------ Provided information

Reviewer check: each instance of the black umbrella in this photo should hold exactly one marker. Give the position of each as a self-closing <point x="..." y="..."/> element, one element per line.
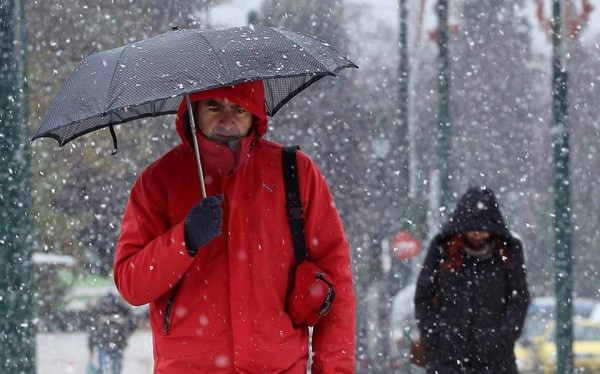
<point x="149" y="78"/>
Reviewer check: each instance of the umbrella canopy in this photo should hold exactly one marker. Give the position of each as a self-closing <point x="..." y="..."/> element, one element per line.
<point x="150" y="77"/>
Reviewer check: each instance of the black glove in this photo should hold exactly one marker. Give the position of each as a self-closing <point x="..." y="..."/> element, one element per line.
<point x="203" y="223"/>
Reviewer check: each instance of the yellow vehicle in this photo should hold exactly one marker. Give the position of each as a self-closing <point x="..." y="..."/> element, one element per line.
<point x="586" y="347"/>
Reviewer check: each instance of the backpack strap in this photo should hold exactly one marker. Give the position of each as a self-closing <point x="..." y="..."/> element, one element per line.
<point x="294" y="205"/>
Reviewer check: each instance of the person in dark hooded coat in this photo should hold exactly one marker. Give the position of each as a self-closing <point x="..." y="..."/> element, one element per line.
<point x="471" y="296"/>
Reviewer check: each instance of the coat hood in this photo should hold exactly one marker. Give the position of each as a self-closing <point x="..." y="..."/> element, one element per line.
<point x="248" y="95"/>
<point x="477" y="210"/>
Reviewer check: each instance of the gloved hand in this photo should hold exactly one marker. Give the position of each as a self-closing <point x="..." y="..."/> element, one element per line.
<point x="203" y="223"/>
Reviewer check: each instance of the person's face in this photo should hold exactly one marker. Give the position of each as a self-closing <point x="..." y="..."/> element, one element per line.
<point x="477" y="239"/>
<point x="222" y="121"/>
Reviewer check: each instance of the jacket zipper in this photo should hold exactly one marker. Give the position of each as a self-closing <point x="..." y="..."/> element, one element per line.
<point x="169" y="309"/>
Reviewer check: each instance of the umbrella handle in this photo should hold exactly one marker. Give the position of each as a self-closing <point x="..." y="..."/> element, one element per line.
<point x="196" y="148"/>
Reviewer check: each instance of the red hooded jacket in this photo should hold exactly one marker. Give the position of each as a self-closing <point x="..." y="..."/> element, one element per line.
<point x="224" y="310"/>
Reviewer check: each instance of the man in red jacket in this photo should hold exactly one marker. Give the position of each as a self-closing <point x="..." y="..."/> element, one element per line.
<point x="216" y="271"/>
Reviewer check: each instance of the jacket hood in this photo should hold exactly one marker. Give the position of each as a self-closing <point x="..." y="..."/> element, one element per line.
<point x="248" y="95"/>
<point x="477" y="210"/>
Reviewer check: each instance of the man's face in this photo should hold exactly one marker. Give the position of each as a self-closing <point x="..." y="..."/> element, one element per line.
<point x="477" y="239"/>
<point x="222" y="121"/>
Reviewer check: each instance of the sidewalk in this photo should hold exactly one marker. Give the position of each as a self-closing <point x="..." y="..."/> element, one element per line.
<point x="65" y="353"/>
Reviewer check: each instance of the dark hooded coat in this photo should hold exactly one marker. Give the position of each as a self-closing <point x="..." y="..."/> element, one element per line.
<point x="471" y="310"/>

------------

- To be done
Print from the line containing "Reviewer check: each instance of the jacket hood" to the last line above, exactly as written.

- Exercise response
Reviewer check: each instance of the jacket hood in this photo should hold exactly one marker. Give the position of each as a self-closing <point x="..." y="..."/> element, one element per line.
<point x="248" y="95"/>
<point x="477" y="210"/>
Reviewer check: each instance of the man's face in this photo should hold exactly one marker. Give the position of each as a self-closing <point x="..." y="..."/> element, one element per line.
<point x="477" y="239"/>
<point x="222" y="121"/>
Reviewer check: each instance of the sidewalk in this photo should hold exactly one marker. Give the position of each as a self-closing <point x="..." y="..."/> element, one element per line.
<point x="65" y="353"/>
Reviewer check: each instance of the dark hooded coat in this photo should hold exactly one marker. Give the position of each as a self-closing <point x="..." y="..."/> element, one element per line.
<point x="471" y="310"/>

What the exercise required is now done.